Material provided:
'''
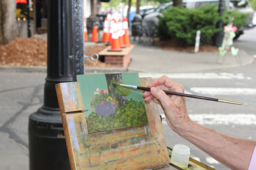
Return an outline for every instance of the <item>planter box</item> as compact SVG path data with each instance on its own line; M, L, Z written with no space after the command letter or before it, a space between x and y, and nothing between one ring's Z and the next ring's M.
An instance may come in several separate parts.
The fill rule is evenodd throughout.
M123 67L127 67L131 61L131 51L135 46L131 45L129 47L121 48L121 51L109 51L111 48L109 46L100 51L98 54L103 56L106 64Z

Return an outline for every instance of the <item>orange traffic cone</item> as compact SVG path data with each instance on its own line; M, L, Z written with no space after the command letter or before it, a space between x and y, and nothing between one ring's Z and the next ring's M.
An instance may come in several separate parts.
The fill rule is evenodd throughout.
M110 22L110 29L109 30L109 36L108 41L108 42L109 42L110 43L111 43L111 40L112 40L112 34L113 32L113 27L114 25L115 21L114 20L114 19L112 19Z
M103 36L102 36L102 42L107 42L109 39L109 33L108 32L108 21L106 17L105 17L104 21L104 27L103 28Z
M123 33L123 23L122 23L122 20L119 19L118 23L117 23L117 27L118 31L117 33L119 37L119 42L120 43L120 47L123 48L125 47L125 45L124 44L124 34Z
M111 49L110 51L121 51L120 44L119 42L119 37L117 33L117 23L116 21L115 21L115 23L113 27L113 33L112 33L112 40L111 41Z
M97 26L94 26L92 28L92 42L98 42L98 29Z
M124 35L124 45L126 46L130 46L130 39L128 30L128 19L125 17L124 19L124 25L123 28L124 29L125 33Z
M84 41L88 41L87 37L87 27L86 26L86 19L84 18Z

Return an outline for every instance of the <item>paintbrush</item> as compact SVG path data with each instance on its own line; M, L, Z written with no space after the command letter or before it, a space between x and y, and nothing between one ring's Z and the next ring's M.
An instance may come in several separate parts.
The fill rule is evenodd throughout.
M147 87L144 87L137 86L133 86L132 85L128 85L128 84L124 84L121 83L112 83L113 85L115 86L119 86L125 87L126 88L131 88L132 89L137 89L138 90L141 90L145 91L150 91L150 89ZM236 102L232 102L231 101L228 101L222 99L214 99L214 98L211 98L210 97L205 97L204 96L196 96L196 95L192 95L191 94L186 94L185 93L178 93L177 92L172 92L171 91L168 91L167 90L163 90L165 93L168 94L171 94L172 95L176 95L177 96L184 96L185 97L191 97L192 98L195 98L199 99L206 100L210 100L211 101L214 101L215 102L220 102L226 103L231 103L231 104L235 104L236 105L242 105L242 104L241 103Z

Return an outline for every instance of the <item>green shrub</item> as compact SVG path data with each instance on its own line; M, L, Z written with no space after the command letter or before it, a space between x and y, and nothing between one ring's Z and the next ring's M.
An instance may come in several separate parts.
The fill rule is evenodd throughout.
M163 17L159 17L158 35L162 40L172 40L182 45L194 45L198 30L201 31L201 37L205 42L212 42L213 36L223 30L216 28L217 22L221 19L225 25L228 23L230 16L234 17L234 25L238 29L246 22L247 14L237 11L225 11L221 17L218 10L218 7L215 5L197 9L173 7L169 11L163 12Z
M100 117L92 112L86 119L88 131L93 132L146 125L147 117L144 103L132 99L125 106L116 110L116 113Z

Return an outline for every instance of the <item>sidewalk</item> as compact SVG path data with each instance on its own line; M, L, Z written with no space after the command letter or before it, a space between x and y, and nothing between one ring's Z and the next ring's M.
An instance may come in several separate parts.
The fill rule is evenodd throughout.
M136 42L131 42L134 44L137 43ZM94 43L87 42L85 45L94 44ZM239 54L242 61L241 64L237 62L237 57L232 55L230 51L226 54L223 63L220 64L215 62L218 55L217 52L194 53L167 51L156 45L136 44L131 51L131 61L127 68L85 67L85 72L86 73L126 72L163 73L191 72L245 65L252 63L254 60L252 56L248 55L242 50L240 50ZM220 56L219 61L222 61L223 57ZM0 66L0 71L46 72L46 67L43 66Z

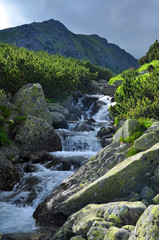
'''
What you are asked to do:
Reproduce all of the records above line for line, with no changes, and leave the pictures out.

Completed exercise:
Return an outline for every instance of the <item>planter box</item> as compact SVG path data with each instance on its own line; M, L, Z written with no space after the command letter or before it, a space between x and y, and nothing between one ring's Z and the next ring's M.
An instance may come in several separate parts.
The fill rule is evenodd throughout.
M123 67L127 67L131 61L131 51L135 46L131 45L129 47L121 48L121 51L109 51L111 48L109 46L100 51L98 54L103 56L106 64Z

Return an outline for every instance of the <item>orange traffic cone</item> as compact SVG path data with each instance on its own line; M, L, Z written with no space after the command letter or before it, a space between x and y, and nothing between one ring's Z and the next ring's M.
An instance may come in several separate parts.
The fill rule is evenodd throughout.
M110 22L110 29L109 30L109 36L108 41L108 42L109 42L110 43L111 43L111 40L112 40L112 34L113 32L113 27L114 25L115 21L114 20L114 19L112 19Z
M103 36L102 36L102 42L107 42L109 39L109 33L108 32L108 21L106 17L105 17L104 21L104 27L103 28Z
M123 33L123 23L122 23L122 20L119 19L118 23L117 23L117 27L118 31L117 33L119 37L119 42L120 43L120 47L123 48L125 47L125 45L124 44L124 34Z
M111 49L110 51L121 51L120 44L119 42L119 37L117 33L117 23L116 21L115 21L115 23L113 27L113 33L112 33L112 40L111 41Z
M97 26L94 26L92 28L92 42L98 42L98 29Z
M124 35L124 45L126 46L130 46L130 39L128 30L128 19L125 17L124 19L124 25L123 28L124 29L125 33Z
M84 41L88 41L87 37L87 27L86 26L86 19L84 18Z

Return an outline for every instance of the <item>paintbrush</item> as compact SVG path data with each instance on its own line; M, L, Z written with no space after the command letter or before it, a space between x and y, and nothing between one ring's Z and the next ring's M.
An instance may come in several separate parts.
The fill rule is evenodd throughout.
M147 87L144 87L137 86L133 86L132 85L128 85L128 84L124 84L121 83L112 83L113 85L115 86L119 86L125 87L126 88L131 88L132 89L137 89L138 90L141 90L145 91L150 91L150 89ZM236 102L232 102L231 101L228 101L222 99L214 99L214 98L211 98L210 97L205 97L204 96L196 96L196 95L192 95L191 94L186 94L185 93L178 93L177 92L172 92L171 91L168 91L167 90L163 90L165 93L168 94L171 94L172 95L176 95L177 96L184 96L185 97L191 97L192 98L195 98L199 99L206 100L210 100L211 101L214 101L215 102L220 102L226 103L231 103L231 104L235 104L236 105L242 105L242 104L241 103Z

Return an outline for every instance of the <item>green shrub</item> as compact SVG path data with each instance on its own line; M, L, Z written with no space after the command letter or before it, a space between x and y, and nothing between one ring's Z and the next ring's M.
An instance may come in several separate parts.
The fill rule is evenodd throughout.
M163 17L159 17L158 35L162 40L172 40L182 45L194 45L198 30L201 31L201 37L205 42L212 42L213 36L223 30L216 28L217 22L221 19L225 25L228 23L230 16L234 17L234 25L238 29L246 22L247 14L237 11L225 11L221 17L218 10L218 7L215 5L197 9L173 7L169 11L163 12Z
M100 117L92 112L86 119L88 131L93 132L146 125L147 117L144 103L132 99L125 106L116 110L116 113Z

Return an outline for every instance of the <item>sidewalk</item> as compact SVG path data with each instance on its own line; M, L, Z written with no space after the command letter or before it, a space between x and y, and nothing between one ring's Z and the next ring's M.
An instance may come in several separate parts.
The fill rule is evenodd throughout.
M136 42L131 42L134 44L137 43ZM94 43L87 42L85 45L94 44ZM239 54L242 61L241 64L237 62L237 57L232 55L230 51L226 54L223 63L220 64L215 62L218 55L217 52L194 53L167 51L156 45L136 44L131 51L131 61L127 68L85 67L85 72L86 73L126 72L163 73L191 72L245 65L252 63L254 60L252 56L248 55L242 50L240 50ZM220 56L219 61L222 61L223 57ZM0 66L0 71L46 72L46 67L43 66Z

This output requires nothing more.